#### [About this exercise]
Search the records for the word "cleat" and pick out every line that has it.

═══

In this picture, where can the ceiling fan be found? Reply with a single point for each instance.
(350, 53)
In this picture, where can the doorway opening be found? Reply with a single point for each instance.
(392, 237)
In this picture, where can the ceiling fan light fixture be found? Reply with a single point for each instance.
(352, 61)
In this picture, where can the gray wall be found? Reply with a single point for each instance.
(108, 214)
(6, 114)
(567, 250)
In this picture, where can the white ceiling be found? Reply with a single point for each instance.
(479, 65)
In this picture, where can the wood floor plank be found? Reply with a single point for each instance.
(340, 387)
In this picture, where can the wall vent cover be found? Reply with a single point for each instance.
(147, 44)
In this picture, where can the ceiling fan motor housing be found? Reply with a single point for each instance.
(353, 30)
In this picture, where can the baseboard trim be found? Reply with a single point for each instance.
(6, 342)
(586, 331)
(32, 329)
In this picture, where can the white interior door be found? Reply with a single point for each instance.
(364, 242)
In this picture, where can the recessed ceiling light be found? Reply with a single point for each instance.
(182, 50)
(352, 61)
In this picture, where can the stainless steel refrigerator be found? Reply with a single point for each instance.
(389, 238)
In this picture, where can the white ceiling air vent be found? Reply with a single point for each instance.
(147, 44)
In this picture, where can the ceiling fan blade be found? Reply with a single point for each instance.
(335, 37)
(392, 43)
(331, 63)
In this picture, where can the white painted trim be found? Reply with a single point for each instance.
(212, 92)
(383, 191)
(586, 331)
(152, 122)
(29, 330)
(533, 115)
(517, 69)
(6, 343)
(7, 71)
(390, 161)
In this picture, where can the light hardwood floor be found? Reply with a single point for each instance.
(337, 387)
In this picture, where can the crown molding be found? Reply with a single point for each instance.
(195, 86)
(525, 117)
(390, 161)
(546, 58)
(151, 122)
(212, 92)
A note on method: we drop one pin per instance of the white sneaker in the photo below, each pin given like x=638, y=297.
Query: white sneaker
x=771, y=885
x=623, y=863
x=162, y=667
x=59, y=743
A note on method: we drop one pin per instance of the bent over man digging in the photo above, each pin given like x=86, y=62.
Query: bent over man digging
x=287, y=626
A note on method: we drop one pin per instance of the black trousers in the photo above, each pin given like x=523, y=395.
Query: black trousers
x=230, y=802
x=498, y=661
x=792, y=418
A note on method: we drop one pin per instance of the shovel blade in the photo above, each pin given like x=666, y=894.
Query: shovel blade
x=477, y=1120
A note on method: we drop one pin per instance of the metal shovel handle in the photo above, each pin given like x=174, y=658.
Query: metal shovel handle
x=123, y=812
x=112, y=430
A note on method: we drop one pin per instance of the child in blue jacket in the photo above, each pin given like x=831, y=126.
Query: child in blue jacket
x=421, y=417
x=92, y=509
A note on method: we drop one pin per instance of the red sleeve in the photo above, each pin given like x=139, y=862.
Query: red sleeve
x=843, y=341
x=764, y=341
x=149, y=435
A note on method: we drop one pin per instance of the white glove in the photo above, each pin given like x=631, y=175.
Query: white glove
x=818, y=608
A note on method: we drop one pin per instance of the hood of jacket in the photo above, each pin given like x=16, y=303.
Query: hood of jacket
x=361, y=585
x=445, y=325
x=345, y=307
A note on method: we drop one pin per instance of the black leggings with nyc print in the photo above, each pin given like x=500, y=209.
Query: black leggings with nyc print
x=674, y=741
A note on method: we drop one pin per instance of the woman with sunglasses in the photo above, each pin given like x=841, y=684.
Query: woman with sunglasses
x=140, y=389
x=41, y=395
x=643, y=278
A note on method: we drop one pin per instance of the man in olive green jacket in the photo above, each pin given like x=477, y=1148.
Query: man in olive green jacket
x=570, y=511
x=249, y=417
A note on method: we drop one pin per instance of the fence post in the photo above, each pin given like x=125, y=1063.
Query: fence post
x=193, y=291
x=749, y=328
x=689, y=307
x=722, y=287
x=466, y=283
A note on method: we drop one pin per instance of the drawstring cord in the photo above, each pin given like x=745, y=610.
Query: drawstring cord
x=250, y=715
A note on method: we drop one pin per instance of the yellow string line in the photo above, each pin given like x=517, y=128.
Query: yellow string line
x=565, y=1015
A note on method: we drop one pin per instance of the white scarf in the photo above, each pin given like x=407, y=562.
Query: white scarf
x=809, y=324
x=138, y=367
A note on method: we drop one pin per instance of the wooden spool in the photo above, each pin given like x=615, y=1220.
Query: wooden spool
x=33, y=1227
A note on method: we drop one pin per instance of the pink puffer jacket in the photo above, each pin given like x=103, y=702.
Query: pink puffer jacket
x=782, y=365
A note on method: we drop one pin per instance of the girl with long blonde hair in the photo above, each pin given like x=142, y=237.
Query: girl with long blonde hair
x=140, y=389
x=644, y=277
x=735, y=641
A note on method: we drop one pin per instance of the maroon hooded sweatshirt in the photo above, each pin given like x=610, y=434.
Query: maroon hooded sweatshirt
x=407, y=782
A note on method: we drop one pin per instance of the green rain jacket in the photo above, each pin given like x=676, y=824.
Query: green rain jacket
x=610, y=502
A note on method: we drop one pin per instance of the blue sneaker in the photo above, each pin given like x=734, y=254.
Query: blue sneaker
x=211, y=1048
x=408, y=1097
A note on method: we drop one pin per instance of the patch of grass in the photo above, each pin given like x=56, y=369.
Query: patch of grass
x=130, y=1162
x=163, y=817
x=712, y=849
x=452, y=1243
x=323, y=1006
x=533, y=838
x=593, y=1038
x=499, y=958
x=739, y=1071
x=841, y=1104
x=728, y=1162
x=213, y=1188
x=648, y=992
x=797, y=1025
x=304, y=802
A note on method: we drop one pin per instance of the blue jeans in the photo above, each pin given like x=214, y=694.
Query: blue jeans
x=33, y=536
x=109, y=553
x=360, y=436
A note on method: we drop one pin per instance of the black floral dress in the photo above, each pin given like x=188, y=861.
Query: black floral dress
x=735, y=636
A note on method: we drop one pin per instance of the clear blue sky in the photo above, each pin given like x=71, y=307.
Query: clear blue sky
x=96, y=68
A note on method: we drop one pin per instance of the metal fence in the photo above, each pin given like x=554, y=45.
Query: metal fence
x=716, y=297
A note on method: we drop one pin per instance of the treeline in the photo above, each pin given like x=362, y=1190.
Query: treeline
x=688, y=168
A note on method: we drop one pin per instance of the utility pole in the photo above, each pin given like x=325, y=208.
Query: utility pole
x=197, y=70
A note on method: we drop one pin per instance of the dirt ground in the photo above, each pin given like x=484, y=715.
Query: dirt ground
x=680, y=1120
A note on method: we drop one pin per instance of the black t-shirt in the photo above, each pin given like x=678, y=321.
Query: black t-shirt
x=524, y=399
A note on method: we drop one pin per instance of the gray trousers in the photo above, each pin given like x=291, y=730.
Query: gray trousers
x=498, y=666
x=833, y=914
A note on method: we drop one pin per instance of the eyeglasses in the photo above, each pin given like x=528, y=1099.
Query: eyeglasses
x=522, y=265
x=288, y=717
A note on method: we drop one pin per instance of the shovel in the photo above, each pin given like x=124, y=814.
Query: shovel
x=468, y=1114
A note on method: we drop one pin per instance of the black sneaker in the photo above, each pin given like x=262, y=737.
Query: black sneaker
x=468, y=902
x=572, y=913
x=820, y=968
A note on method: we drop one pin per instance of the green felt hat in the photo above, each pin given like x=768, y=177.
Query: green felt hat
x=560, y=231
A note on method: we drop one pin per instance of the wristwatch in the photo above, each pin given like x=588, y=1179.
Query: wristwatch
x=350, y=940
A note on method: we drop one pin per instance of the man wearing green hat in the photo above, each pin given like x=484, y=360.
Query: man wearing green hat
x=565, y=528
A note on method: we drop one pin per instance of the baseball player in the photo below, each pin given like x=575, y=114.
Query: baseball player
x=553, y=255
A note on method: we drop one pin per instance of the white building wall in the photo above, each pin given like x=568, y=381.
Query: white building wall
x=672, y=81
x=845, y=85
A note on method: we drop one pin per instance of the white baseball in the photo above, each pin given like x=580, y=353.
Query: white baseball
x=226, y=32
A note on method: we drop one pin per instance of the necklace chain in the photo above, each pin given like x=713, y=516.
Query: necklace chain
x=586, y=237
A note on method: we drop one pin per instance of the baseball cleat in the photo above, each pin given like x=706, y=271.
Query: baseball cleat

═══

#### [Output for this exercise]
A note on method: we drop one pin per instance of the baseball cleat in the photo above, each pin given like x=706, y=271.
Query: baseball cleat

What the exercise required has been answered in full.